#### [Task directions]
Please copy the material below line for line, leaving out the pictures.

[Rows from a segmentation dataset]
......

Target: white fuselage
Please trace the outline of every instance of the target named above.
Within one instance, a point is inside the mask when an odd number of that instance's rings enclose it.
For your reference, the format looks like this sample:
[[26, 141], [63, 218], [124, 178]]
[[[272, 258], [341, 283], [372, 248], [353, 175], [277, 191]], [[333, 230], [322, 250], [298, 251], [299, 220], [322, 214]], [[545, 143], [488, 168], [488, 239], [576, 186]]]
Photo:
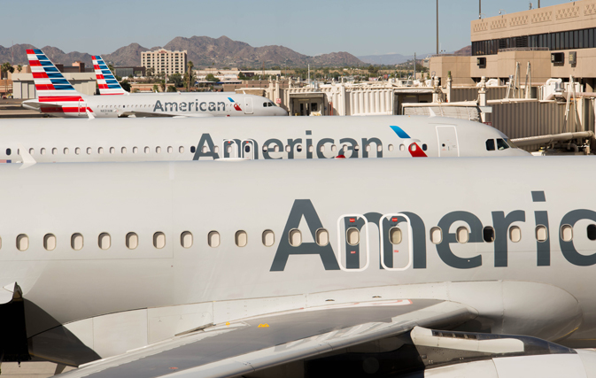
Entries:
[[[575, 330], [567, 342], [592, 343], [592, 185], [587, 178], [569, 186], [551, 173], [580, 175], [593, 164], [594, 158], [466, 158], [2, 165], [0, 277], [58, 323], [81, 327], [130, 310], [143, 311], [151, 325], [157, 319], [147, 309], [170, 308], [163, 321], [183, 309], [202, 320], [184, 323], [189, 329], [305, 300], [445, 295], [481, 317], [496, 314], [486, 326], [492, 332], [556, 339]], [[392, 220], [403, 215], [409, 223]], [[383, 218], [383, 237], [397, 224], [402, 238], [385, 239], [382, 251]], [[544, 235], [537, 231], [543, 226]], [[381, 267], [380, 256], [391, 269]], [[30, 336], [49, 327], [35, 320], [27, 320]]]
[[491, 127], [438, 117], [11, 120], [0, 127], [0, 159], [21, 160], [21, 146], [40, 163], [530, 156], [487, 150], [505, 140]]
[[[33, 107], [23, 102], [23, 106], [40, 110], [58, 117], [87, 118], [87, 110], [97, 118], [119, 116], [181, 116], [181, 117], [236, 117], [236, 116], [284, 116], [288, 112], [266, 97], [228, 92], [213, 93], [141, 93], [114, 96], [84, 96], [66, 105], [65, 98], [52, 101], [44, 98], [43, 106]], [[54, 107], [54, 104], [62, 107]]]

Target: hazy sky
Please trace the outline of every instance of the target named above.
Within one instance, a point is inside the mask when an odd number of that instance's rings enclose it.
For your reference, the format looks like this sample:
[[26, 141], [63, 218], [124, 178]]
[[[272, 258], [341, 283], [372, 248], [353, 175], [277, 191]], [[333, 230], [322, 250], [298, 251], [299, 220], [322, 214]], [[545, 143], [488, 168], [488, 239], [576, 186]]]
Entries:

......

#### [Response for this exercise]
Target: white fuselage
Please trace the outline of every instance of the target named above.
Within one instance, a point is inside the mask when an odd number of that instance's rings enclose it.
For your reference, the format looks like this sample:
[[26, 141], [63, 218], [124, 178]]
[[[272, 258], [341, 283], [372, 248], [353, 175], [277, 191]], [[333, 230], [322, 250], [298, 251], [299, 220], [322, 214]], [[545, 143], [488, 168], [488, 239], [576, 186]]]
Photo:
Entries:
[[[575, 330], [567, 342], [592, 343], [592, 185], [587, 178], [569, 186], [551, 173], [580, 175], [593, 164], [594, 158], [466, 158], [2, 165], [0, 277], [58, 323], [81, 327], [130, 310], [143, 311], [151, 325], [157, 319], [147, 309], [170, 308], [163, 321], [183, 309], [202, 320], [184, 323], [189, 329], [305, 300], [445, 295], [481, 317], [496, 314], [486, 326], [492, 332], [556, 339]], [[392, 220], [403, 215], [409, 223]], [[383, 218], [383, 237], [397, 224], [402, 238], [385, 239], [382, 251]], [[544, 235], [537, 231], [543, 226]], [[381, 267], [380, 256], [391, 269]], [[30, 336], [49, 327], [35, 320], [27, 320]]]
[[491, 127], [438, 117], [11, 120], [0, 127], [0, 159], [21, 160], [21, 146], [40, 163], [530, 156], [487, 150], [505, 140]]
[[[33, 107], [23, 102], [23, 106], [40, 110], [58, 117], [87, 118], [87, 110], [97, 118], [119, 116], [181, 116], [181, 117], [236, 117], [236, 116], [284, 116], [288, 112], [266, 97], [228, 92], [213, 93], [141, 93], [114, 96], [84, 96], [66, 105], [65, 98], [52, 101], [44, 98], [43, 106]], [[54, 107], [54, 104], [62, 107]]]

Target: hazy sky
Please trace the outline of every instance of the target named above.
Within one instance, a point is inside the mask when an odd number of that instance's rings enclose it.
For your reference, the format looks like this sample:
[[26, 141], [63, 218], [124, 178]]
[[[272, 258], [341, 283], [372, 248], [353, 175], [277, 191]], [[333, 230], [322, 250], [298, 251], [299, 220], [322, 214]], [[545, 143], [488, 168], [488, 239], [576, 186]]]
Entries:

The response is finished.